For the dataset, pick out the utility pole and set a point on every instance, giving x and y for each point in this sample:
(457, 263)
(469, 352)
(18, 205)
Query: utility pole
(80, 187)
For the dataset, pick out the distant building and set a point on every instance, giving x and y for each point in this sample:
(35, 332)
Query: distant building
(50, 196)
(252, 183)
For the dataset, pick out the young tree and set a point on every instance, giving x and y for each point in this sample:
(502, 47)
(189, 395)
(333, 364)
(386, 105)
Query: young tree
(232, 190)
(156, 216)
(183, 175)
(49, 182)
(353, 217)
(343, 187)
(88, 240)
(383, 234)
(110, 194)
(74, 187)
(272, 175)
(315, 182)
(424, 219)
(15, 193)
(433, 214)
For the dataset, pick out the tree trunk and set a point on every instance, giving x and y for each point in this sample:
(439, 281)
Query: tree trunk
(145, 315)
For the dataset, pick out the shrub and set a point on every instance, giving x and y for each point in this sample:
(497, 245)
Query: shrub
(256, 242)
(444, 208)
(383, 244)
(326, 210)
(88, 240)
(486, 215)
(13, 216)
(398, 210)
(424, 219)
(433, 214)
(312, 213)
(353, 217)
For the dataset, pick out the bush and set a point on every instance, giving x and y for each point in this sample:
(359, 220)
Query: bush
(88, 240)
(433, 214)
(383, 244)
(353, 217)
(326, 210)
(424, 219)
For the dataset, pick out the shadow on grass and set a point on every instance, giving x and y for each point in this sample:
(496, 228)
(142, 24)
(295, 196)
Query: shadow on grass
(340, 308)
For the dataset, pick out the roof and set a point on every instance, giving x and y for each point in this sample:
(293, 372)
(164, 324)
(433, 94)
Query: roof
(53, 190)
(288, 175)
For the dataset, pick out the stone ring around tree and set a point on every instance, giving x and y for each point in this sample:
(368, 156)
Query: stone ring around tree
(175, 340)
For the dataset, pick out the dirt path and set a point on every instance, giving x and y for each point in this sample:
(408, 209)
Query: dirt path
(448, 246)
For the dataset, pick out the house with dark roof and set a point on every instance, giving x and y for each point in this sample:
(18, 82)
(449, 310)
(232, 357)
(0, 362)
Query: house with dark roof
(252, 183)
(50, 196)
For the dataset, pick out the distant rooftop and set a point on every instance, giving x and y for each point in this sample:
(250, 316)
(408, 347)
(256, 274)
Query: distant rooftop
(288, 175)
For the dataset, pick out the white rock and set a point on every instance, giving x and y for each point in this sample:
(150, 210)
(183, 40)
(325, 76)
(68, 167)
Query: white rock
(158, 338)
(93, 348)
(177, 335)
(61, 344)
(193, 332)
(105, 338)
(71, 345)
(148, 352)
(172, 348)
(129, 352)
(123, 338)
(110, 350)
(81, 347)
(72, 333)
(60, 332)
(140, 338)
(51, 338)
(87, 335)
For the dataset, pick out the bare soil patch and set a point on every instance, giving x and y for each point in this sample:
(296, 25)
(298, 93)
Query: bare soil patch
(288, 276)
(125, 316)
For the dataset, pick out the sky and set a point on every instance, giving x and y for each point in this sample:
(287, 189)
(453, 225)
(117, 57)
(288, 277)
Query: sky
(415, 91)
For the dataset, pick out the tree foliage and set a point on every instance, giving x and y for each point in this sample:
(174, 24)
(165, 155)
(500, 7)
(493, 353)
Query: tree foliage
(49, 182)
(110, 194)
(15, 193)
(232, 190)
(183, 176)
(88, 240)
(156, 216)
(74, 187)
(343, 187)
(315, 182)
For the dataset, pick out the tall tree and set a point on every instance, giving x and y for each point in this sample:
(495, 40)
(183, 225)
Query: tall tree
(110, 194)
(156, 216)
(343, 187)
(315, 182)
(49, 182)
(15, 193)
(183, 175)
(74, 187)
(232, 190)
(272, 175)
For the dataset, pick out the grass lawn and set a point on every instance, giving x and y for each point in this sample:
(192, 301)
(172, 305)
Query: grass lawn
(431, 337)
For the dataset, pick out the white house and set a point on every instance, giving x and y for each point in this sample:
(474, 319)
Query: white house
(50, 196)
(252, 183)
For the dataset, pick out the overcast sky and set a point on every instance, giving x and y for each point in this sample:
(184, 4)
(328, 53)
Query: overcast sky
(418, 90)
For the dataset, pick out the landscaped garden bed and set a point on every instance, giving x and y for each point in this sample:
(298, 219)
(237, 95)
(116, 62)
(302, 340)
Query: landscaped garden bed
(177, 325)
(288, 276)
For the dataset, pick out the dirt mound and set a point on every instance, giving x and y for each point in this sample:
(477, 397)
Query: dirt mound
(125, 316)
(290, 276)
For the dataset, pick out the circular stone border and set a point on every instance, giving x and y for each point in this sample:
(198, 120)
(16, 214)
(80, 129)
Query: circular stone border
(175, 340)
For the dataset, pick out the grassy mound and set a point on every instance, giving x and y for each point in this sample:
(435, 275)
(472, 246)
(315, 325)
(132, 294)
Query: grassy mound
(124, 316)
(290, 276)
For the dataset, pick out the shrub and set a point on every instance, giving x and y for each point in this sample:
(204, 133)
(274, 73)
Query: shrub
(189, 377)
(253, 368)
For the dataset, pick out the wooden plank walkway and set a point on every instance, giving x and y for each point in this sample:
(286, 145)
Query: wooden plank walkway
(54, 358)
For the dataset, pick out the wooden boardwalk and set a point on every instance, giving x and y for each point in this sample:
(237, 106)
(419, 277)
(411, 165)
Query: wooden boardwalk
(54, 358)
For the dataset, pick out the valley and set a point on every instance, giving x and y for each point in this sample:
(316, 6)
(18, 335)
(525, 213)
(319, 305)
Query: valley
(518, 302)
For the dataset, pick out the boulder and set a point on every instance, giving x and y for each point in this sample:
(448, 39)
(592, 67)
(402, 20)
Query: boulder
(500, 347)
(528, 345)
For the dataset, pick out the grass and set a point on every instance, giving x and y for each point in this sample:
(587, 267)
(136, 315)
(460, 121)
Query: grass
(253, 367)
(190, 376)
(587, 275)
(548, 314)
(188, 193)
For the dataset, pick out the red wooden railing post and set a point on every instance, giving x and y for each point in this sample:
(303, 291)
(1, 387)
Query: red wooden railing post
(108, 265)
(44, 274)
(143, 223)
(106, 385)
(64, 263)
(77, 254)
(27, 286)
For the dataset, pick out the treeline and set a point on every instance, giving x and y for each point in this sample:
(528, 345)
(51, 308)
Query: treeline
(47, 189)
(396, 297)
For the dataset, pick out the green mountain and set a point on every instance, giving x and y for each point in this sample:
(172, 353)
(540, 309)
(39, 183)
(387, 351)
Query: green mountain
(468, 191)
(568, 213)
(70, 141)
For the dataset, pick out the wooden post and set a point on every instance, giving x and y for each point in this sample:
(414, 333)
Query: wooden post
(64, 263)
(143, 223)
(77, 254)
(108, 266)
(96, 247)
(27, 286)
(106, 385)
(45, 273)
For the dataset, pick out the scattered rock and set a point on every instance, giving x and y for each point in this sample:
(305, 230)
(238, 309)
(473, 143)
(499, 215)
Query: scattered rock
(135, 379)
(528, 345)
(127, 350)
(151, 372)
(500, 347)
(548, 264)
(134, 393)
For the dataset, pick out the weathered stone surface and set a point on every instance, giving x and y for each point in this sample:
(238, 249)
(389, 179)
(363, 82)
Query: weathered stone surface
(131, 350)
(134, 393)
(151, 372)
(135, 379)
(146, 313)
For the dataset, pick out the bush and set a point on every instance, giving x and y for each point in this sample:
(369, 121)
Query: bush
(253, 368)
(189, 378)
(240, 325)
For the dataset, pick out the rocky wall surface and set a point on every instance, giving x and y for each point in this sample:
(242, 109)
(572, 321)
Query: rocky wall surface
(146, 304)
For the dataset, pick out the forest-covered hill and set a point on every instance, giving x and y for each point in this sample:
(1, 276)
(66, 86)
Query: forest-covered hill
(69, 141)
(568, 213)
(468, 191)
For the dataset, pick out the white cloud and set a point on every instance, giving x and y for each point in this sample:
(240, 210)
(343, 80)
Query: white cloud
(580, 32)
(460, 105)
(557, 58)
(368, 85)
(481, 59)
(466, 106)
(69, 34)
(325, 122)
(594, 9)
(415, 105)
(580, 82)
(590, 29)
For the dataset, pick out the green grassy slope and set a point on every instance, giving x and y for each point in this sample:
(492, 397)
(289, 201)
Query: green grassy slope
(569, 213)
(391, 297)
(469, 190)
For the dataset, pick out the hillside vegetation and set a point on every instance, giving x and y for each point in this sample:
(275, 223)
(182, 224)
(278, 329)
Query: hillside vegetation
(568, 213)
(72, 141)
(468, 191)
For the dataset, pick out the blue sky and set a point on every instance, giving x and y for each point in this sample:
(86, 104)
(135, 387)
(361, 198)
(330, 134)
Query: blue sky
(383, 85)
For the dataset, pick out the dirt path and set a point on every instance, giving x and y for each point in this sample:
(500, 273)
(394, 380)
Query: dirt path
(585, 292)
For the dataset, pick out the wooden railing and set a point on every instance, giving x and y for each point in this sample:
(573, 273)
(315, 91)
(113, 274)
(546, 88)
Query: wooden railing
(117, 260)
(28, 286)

Requirements:
Copy out the entries word for word, from the line with "For the dataset, pick out the wooden railing" through the last line of the entries, including both.

Output of the exercise:
For the dataset, pick out the wooden railing and set a point on every instance, giving x and y for each point in this sample:
(573, 273)
(315, 91)
(113, 274)
(546, 88)
Query: wooden railing
(117, 260)
(28, 286)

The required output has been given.